◆ MATERIAL PROVIDED
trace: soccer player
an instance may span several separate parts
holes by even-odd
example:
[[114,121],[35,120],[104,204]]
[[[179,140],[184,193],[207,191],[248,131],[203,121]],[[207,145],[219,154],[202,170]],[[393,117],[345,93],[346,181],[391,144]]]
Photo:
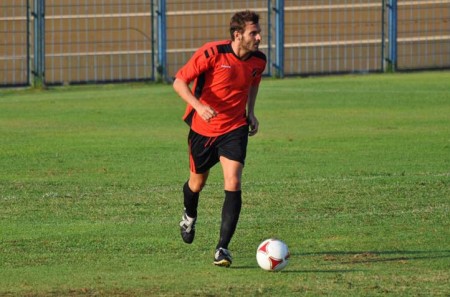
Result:
[[248,136],[258,132],[254,108],[266,67],[266,56],[259,51],[261,28],[257,13],[234,14],[230,35],[231,40],[209,42],[199,48],[178,71],[173,83],[187,103],[183,119],[190,126],[190,175],[183,186],[181,236],[186,243],[194,240],[199,194],[210,169],[220,162],[225,200],[214,264],[223,267],[232,263],[228,245],[241,212],[242,170]]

◆ AIM OF THE TASK
Line by line, write out the entries exactly, and leave the pictures out.

◆ RESULT FOR THIS EXERCISE
trace: soccer player
an instance may span several separate parts
holes by even-odd
example:
[[114,121],[35,120],[104,204]]
[[[179,140],[184,193],[207,191],[248,131],[203,121]],[[207,145],[219,154],[202,170]],[[393,117],[345,93],[346,181],[391,144]]]
Photo:
Result:
[[248,136],[258,132],[254,108],[266,67],[266,56],[259,51],[261,28],[257,13],[234,14],[230,35],[231,40],[209,42],[199,48],[178,71],[173,83],[187,103],[183,119],[190,126],[190,175],[183,186],[181,236],[186,243],[194,240],[199,194],[210,169],[220,162],[225,200],[214,264],[223,267],[232,263],[228,245],[241,212],[242,170]]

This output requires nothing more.